Do this: Write out the lines from the line containing "woman with long" through the final line of the listing below, exactly, omitting every other line.

____ Data records

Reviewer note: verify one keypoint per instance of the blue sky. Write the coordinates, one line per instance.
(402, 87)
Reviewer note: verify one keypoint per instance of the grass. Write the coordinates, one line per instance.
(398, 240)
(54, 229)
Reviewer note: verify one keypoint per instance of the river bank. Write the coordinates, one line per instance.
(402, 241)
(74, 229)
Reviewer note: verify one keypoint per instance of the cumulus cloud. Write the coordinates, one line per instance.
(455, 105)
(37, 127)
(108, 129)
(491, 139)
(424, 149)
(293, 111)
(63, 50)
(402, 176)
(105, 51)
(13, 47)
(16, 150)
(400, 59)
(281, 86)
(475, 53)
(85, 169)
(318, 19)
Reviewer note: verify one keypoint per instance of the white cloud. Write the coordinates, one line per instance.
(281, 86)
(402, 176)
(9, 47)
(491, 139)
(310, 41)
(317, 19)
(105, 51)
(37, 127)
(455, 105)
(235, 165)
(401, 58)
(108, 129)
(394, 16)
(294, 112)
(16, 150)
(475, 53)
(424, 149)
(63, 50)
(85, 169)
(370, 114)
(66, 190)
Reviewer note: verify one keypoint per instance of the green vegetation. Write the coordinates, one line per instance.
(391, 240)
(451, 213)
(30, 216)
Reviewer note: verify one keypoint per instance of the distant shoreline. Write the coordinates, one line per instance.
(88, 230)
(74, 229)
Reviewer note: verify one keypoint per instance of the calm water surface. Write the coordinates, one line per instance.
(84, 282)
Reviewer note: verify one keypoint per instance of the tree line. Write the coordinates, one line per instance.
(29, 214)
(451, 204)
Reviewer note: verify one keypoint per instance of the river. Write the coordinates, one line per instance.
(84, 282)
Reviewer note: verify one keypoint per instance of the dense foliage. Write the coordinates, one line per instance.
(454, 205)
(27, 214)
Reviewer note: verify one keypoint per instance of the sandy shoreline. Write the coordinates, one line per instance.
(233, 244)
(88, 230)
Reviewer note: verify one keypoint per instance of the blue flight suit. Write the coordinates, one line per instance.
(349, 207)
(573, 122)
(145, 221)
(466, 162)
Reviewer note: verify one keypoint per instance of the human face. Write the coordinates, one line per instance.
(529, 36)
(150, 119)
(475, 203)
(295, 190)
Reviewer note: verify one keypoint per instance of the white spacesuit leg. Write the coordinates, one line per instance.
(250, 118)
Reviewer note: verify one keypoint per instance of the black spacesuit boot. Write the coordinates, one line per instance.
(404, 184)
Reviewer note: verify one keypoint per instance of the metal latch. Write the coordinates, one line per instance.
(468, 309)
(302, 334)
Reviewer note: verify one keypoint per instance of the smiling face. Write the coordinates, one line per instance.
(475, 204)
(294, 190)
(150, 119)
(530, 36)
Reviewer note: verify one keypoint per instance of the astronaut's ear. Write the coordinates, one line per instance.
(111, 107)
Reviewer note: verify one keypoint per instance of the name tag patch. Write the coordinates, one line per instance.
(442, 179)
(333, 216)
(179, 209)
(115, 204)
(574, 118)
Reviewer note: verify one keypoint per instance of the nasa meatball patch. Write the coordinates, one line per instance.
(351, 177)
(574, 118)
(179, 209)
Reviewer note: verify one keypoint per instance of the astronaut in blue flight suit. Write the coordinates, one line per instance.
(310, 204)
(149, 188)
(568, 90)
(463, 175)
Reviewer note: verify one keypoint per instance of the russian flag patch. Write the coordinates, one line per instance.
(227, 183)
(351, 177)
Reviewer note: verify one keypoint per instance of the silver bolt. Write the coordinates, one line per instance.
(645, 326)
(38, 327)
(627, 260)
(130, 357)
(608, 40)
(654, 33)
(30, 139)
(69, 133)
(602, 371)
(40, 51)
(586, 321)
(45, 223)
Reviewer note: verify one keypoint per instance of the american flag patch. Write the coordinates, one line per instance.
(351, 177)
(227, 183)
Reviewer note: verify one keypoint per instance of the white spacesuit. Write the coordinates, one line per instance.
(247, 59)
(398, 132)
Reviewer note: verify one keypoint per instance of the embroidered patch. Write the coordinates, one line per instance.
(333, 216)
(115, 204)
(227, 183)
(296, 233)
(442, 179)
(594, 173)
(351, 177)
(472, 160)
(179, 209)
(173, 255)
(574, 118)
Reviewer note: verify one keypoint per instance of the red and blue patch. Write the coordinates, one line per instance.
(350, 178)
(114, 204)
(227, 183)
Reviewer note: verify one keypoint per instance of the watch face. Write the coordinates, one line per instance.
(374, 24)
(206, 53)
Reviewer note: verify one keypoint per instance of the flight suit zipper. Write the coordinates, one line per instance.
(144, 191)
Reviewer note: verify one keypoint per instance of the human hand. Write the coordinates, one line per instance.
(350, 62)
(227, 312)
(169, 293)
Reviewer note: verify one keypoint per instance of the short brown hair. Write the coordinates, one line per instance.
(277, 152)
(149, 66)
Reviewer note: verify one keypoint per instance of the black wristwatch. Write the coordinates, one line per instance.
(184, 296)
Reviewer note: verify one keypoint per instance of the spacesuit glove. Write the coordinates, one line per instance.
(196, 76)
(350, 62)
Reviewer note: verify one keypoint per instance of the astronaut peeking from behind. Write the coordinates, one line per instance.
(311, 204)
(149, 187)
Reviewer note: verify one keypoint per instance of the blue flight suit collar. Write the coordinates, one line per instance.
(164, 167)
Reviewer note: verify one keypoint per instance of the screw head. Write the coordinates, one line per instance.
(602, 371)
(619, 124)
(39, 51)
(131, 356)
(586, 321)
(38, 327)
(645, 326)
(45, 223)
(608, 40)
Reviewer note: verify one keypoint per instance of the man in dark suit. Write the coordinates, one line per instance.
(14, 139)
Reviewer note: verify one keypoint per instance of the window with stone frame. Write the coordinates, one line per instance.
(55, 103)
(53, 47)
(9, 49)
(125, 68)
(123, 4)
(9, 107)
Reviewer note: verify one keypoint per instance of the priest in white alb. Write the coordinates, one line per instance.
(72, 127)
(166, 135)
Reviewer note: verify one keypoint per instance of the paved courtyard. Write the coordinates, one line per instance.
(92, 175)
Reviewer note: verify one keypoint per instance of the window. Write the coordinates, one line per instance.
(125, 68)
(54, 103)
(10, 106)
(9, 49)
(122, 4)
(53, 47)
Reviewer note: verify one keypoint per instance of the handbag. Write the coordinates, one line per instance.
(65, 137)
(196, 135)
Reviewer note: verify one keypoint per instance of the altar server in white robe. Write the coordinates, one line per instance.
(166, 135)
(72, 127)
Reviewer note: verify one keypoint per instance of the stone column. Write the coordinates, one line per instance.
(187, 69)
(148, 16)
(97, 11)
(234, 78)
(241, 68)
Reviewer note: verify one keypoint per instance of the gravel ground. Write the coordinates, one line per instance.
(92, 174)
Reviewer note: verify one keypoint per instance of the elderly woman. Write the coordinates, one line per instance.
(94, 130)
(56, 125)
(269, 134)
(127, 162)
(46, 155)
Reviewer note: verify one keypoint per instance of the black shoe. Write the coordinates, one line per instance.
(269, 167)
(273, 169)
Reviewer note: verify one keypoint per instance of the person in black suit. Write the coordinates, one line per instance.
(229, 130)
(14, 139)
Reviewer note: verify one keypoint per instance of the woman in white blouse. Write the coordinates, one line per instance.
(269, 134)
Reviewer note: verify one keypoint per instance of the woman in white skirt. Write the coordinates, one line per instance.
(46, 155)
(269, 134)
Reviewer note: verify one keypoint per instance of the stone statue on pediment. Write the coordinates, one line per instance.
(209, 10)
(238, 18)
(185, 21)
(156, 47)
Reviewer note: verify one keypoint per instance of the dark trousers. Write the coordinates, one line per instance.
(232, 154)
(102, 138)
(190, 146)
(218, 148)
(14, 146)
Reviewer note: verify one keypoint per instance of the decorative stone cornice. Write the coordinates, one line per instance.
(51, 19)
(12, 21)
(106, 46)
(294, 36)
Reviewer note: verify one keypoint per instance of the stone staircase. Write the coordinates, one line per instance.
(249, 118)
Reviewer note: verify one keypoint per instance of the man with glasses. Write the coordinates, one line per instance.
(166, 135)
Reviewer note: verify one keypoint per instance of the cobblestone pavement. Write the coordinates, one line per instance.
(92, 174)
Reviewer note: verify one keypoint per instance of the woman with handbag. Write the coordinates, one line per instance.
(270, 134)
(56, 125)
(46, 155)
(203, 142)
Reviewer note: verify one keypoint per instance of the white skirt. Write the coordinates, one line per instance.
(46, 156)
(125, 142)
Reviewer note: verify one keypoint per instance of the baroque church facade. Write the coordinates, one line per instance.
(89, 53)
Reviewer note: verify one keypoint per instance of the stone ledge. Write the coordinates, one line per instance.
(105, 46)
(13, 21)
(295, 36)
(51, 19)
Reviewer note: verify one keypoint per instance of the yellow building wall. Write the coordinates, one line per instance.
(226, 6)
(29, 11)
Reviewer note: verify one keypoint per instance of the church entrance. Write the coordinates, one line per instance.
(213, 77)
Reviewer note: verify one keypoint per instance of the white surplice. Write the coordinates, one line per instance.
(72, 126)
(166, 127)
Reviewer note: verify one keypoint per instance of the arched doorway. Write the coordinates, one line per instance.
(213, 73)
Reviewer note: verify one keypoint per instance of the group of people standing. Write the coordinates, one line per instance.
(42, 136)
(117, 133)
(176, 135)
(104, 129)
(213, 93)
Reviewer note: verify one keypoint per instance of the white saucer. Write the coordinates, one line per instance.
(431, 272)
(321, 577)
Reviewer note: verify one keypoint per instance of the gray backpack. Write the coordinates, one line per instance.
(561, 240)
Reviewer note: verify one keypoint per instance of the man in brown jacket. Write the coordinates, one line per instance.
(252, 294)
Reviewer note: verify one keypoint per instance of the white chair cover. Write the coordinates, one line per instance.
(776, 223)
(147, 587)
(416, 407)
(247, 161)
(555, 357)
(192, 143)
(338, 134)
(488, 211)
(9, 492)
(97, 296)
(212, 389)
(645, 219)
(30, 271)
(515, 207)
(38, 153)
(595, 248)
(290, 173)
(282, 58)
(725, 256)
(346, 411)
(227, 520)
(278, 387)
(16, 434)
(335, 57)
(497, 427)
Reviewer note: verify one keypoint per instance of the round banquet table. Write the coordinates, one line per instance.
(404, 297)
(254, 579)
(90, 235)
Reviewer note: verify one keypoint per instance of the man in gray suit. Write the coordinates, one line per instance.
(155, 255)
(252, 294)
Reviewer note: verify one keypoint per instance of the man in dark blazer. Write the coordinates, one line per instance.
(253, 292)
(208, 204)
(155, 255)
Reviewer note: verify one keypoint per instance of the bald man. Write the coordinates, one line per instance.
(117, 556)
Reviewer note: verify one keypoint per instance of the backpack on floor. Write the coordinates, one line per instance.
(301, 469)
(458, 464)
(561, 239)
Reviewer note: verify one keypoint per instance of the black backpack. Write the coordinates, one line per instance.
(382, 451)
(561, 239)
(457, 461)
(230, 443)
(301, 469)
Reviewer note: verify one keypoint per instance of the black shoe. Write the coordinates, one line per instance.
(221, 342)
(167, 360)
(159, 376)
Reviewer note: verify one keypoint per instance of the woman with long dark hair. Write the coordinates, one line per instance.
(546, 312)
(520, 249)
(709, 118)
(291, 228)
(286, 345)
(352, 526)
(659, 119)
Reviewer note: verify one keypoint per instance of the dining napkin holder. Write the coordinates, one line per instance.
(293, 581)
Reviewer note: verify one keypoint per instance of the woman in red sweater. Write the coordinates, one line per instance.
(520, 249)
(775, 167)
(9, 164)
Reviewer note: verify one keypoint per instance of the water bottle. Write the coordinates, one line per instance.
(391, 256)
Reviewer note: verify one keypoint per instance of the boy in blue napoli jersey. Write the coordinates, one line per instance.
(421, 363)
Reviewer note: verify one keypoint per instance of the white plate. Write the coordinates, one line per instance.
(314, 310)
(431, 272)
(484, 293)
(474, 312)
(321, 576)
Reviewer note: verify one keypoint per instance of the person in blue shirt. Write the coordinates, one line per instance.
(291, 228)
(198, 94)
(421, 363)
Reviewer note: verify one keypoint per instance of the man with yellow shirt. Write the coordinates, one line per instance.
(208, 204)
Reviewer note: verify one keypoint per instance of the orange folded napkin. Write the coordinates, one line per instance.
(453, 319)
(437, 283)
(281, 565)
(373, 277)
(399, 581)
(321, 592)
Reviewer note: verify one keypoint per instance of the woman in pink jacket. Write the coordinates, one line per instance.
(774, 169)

________

Written answer:
Reviewer note: verify one keypoint per instance of the woman with long dark hair. Write the coordinates, one line per instance.
(546, 312)
(520, 249)
(709, 118)
(291, 228)
(286, 345)
(352, 526)
(659, 119)
Reviewer note: verify one keypoint per instance of the dining napkin holder. Write the coordinates, one line per instance.
(293, 581)
Reviewer note: verify one keypoint per instance of the woman in red sweater. Write the coordinates, one line per instance.
(520, 249)
(775, 167)
(9, 164)
Reviewer note: verify one keypoint per instance of the water bottle. Write the coordinates, one line per instance.
(391, 256)
Reviewer note: verify one keypoint per instance of the boy in blue napoli jersey. Write the coordinates, one line per instance.
(421, 363)
Reviewer note: verify one keypoint per instance of the white plate. Write the coordinates, one line per instance.
(314, 310)
(431, 272)
(484, 293)
(474, 312)
(321, 576)
Reviewer note: verify one keypoint per instance of the person in blue shirt. Write the coordinates, one line per instance.
(291, 228)
(198, 94)
(421, 363)
Reviewer note: verify one keypoint per instance of the man with yellow shirt. Write the coordinates, one line per instance.
(208, 204)
Reviewer note: verify one keypoint per instance of the orange folded napkin. Write the coordinates, one line per instance.
(453, 319)
(437, 283)
(281, 565)
(373, 277)
(399, 581)
(321, 592)
Reviewer note: verify one keypoint per instance of the woman in pink jacket. Write the coordinates, one line per instance.
(774, 169)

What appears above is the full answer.